[Excerpt from a dataset]
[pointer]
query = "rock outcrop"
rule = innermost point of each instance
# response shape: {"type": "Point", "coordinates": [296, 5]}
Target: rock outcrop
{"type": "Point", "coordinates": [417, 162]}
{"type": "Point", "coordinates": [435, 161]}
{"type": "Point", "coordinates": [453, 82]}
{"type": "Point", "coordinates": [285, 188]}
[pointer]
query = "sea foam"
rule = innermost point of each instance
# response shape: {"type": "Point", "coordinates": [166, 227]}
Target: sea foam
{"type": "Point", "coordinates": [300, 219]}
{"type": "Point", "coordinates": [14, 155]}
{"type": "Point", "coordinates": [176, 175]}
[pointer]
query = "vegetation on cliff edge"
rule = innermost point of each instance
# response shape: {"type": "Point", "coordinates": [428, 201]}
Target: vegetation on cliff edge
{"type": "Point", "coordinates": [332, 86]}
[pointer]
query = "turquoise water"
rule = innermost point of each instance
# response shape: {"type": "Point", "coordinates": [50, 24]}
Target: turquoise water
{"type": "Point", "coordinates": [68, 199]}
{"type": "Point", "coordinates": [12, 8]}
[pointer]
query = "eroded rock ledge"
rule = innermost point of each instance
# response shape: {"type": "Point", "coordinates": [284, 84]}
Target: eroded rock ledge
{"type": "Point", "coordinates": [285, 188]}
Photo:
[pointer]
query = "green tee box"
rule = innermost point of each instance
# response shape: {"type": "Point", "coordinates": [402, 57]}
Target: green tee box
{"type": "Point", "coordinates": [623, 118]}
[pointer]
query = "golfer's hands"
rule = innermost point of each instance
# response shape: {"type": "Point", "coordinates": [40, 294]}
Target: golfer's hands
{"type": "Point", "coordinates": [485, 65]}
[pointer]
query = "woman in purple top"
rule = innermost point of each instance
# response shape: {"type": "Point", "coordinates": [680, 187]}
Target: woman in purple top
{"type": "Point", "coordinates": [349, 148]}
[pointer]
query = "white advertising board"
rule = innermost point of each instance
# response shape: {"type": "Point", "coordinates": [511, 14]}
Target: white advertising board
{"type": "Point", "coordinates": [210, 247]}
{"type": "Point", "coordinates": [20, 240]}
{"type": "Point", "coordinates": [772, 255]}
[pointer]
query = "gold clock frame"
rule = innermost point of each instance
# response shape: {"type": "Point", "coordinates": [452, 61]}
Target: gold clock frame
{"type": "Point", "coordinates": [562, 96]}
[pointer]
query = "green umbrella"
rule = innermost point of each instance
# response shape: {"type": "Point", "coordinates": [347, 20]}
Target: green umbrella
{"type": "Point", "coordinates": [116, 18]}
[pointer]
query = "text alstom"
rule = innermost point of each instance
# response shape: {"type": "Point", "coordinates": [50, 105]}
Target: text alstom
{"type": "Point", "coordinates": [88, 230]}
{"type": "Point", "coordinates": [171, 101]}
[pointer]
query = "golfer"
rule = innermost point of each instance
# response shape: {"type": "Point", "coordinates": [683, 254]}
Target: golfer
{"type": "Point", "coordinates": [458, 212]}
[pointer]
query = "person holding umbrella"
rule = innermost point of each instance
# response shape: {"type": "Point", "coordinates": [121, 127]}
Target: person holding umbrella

Stated problem
Each entry above is to be printed again exactly.

Response
[pointer]
query = "rock outcrop"
rule = innermost point of each instance
# response shape: {"type": "Point", "coordinates": [296, 5]}
Target: rock outcrop
{"type": "Point", "coordinates": [417, 162]}
{"type": "Point", "coordinates": [435, 161]}
{"type": "Point", "coordinates": [453, 82]}
{"type": "Point", "coordinates": [285, 188]}
[pointer]
query = "sea foam"
rule = innermost point of each instance
# response shape: {"type": "Point", "coordinates": [166, 227]}
Target: sea foam
{"type": "Point", "coordinates": [300, 219]}
{"type": "Point", "coordinates": [14, 155]}
{"type": "Point", "coordinates": [176, 175]}
[pointer]
query = "vegetation on cliff edge"
rule = innermost point of each instance
# response shape: {"type": "Point", "coordinates": [428, 201]}
Target: vegetation on cliff edge
{"type": "Point", "coordinates": [332, 86]}
[pointer]
query = "turquoise water"
rule = innermost point of each instance
# response shape: {"type": "Point", "coordinates": [50, 24]}
Target: turquoise water
{"type": "Point", "coordinates": [68, 199]}
{"type": "Point", "coordinates": [12, 8]}
[pointer]
query = "eroded rock ledge"
rule = innermost point of each instance
# response shape: {"type": "Point", "coordinates": [284, 84]}
Target: eroded rock ledge
{"type": "Point", "coordinates": [285, 188]}
Photo:
[pointer]
query = "green tee box"
rule = innermost point of each instance
# response shape: {"type": "Point", "coordinates": [402, 57]}
Target: green tee box
{"type": "Point", "coordinates": [623, 118]}
[pointer]
query = "golfer's hands"
rule = innermost point of each instance
# response shape: {"type": "Point", "coordinates": [40, 294]}
Target: golfer's hands
{"type": "Point", "coordinates": [485, 65]}
[pointer]
query = "woman in purple top"
rule = innermost point of each instance
# response shape: {"type": "Point", "coordinates": [680, 187]}
Target: woman in purple top
{"type": "Point", "coordinates": [349, 148]}
[pointer]
query = "white advertising board"
rule = innermost point of each instance
# response shape: {"type": "Point", "coordinates": [511, 14]}
Target: white advertising board
{"type": "Point", "coordinates": [210, 247]}
{"type": "Point", "coordinates": [20, 240]}
{"type": "Point", "coordinates": [772, 255]}
[pointer]
query = "gold clock frame"
rule = innermost point of each instance
# response shape: {"type": "Point", "coordinates": [452, 61]}
Target: gold clock frame
{"type": "Point", "coordinates": [562, 96]}
[pointer]
query = "green umbrella"
rule = innermost point of each instance
# response shape: {"type": "Point", "coordinates": [347, 20]}
Target: green umbrella
{"type": "Point", "coordinates": [116, 18]}
[pointer]
query = "text alstom"
rule = innermost point of each instance
# response shape: {"type": "Point", "coordinates": [50, 105]}
Target: text alstom
{"type": "Point", "coordinates": [88, 230]}
{"type": "Point", "coordinates": [171, 101]}
[pointer]
query = "golfer"
rule = innermost point of each instance
# response shape: {"type": "Point", "coordinates": [683, 254]}
Target: golfer
{"type": "Point", "coordinates": [458, 212]}
[pointer]
query = "person holding umbrella"
rule = innermost point of each instance
# response shape: {"type": "Point", "coordinates": [121, 127]}
Target: person holding umbrella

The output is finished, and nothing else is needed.